Goal of the exercise » Please put the records below into a two-column CSV with the header row task,points. Give one row per record, with its text under task and its answer under points, each field quoted and any line breaks replaced by spaces.

Data to use »
* begin *

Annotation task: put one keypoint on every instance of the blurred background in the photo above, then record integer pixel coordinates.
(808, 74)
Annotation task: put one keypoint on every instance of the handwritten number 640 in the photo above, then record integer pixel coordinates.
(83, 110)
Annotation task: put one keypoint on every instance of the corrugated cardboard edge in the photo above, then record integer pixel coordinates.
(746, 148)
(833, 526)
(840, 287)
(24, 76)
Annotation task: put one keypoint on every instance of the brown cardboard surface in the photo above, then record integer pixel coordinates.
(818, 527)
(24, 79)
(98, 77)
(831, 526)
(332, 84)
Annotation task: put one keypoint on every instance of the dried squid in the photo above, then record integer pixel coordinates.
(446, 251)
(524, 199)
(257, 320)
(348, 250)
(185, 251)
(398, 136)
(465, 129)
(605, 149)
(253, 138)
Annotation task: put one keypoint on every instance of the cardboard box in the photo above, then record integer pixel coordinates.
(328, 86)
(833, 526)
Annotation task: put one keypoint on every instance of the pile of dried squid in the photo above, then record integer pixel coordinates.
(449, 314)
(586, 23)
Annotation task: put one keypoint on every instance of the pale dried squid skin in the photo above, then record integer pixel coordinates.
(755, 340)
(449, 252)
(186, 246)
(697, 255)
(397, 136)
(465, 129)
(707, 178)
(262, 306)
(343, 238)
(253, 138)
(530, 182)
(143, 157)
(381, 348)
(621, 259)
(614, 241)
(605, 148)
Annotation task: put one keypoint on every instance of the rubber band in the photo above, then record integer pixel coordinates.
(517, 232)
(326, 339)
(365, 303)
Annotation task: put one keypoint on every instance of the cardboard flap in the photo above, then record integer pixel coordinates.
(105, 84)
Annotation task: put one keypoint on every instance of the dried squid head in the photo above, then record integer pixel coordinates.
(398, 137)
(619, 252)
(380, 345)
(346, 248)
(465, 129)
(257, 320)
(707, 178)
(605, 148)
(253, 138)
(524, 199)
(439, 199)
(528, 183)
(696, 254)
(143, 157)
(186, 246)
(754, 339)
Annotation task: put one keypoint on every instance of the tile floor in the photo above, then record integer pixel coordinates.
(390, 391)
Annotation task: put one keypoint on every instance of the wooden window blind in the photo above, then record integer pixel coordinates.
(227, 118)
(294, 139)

* end *

Result for this task »
task,points
"Annotation task: put one keypoint on every instance of the blurred background in the photo above, then record integer pixel coordinates.","(808, 74)"
"Annotation task: put one keypoint on every instance of the handwritten number 640 in the photo above, then record integer pixel coordinates.","(83, 110)"
"Annotation task: put one keypoint on every instance of the corrugated cardboard edge in the photo above, then record integer pixel coordinates.","(746, 148) (833, 526) (840, 287) (24, 76)"
"Annotation task: put one keypoint on every instance of the brown cardboard surface in the photo above, then record integer pixel coordinates.","(818, 527) (24, 79) (98, 77) (831, 526) (332, 84)"
"Annotation task: put one keypoint on every instance of the dried squid in the photo above, then record integer pixel coordinates.","(446, 251) (524, 199) (257, 320) (348, 250) (185, 251) (398, 136) (465, 129) (605, 149) (253, 138)"
"Annotation task: put one keypoint on every instance of the cardboard box in the photo above, then record integer pixel coordinates.","(328, 86) (833, 526)"
"Annotation task: put one keypoint on every instance of the pile of dried squid in the photo above, then record integer pixel coordinates.","(449, 314) (586, 23)"
"Annotation task: put one keypoint on every instance of the pale dried squid skin in the photo above, then record integer pixel coordinates.","(755, 340) (449, 252) (186, 246) (697, 255) (397, 136) (465, 129) (707, 178) (262, 306) (343, 238) (253, 138) (530, 182) (143, 157) (381, 348) (621, 259) (614, 241) (605, 148)"
"Annotation task: put one keypoint on every instance of the rubber band in the photo above, then record integer pixel coordinates.","(517, 232) (326, 339) (365, 303)"
"Annotation task: put one keypoint on every instance of the cardboard flap in the photo above, then record integer pixel coordinates.","(105, 84)"
"Annotation task: put one keypoint on every instance of the dried squid head in the photo above, then record integer pixel coordinates.","(398, 137) (619, 252) (380, 345) (346, 248) (465, 129) (257, 320) (707, 178) (605, 148) (253, 138) (524, 199) (439, 199) (528, 183) (696, 254) (143, 157) (186, 246) (754, 339)"
"Annotation task: put one keypoint on every instance of the tile floor in the photo above, then record integer pixel coordinates.","(390, 391)"
"Annotation task: put one keypoint on every instance of the wooden window blind in the photo above, then record integer pixel coordinates.","(227, 118) (294, 139)"